Instructions to follow =
Please transcribe all of the entries exactly, leaving out any images.

◆ ◆ ◆ ◆ ◆

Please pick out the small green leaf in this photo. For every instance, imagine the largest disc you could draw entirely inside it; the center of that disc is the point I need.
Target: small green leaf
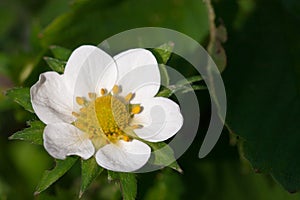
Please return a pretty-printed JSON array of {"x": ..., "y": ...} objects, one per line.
[
  {"x": 166, "y": 92},
  {"x": 163, "y": 54},
  {"x": 33, "y": 134},
  {"x": 128, "y": 183},
  {"x": 49, "y": 177},
  {"x": 21, "y": 96},
  {"x": 164, "y": 155},
  {"x": 218, "y": 35},
  {"x": 55, "y": 64},
  {"x": 90, "y": 170},
  {"x": 165, "y": 79},
  {"x": 194, "y": 88},
  {"x": 60, "y": 53}
]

◆ ◆ ◆ ◆ ◆

Solution =
Please pick out the small green leaf in this photo. For every instance, imagine the largest disc you could draw entirely inside it; the center of that disc is the point I need.
Target: small green leaf
Please return a pretty-printed JSON array of {"x": ..., "y": ...} objects, one per line.
[
  {"x": 166, "y": 92},
  {"x": 163, "y": 54},
  {"x": 33, "y": 134},
  {"x": 128, "y": 183},
  {"x": 49, "y": 177},
  {"x": 21, "y": 96},
  {"x": 164, "y": 155},
  {"x": 218, "y": 35},
  {"x": 55, "y": 64},
  {"x": 90, "y": 170},
  {"x": 165, "y": 79},
  {"x": 194, "y": 88},
  {"x": 60, "y": 53}
]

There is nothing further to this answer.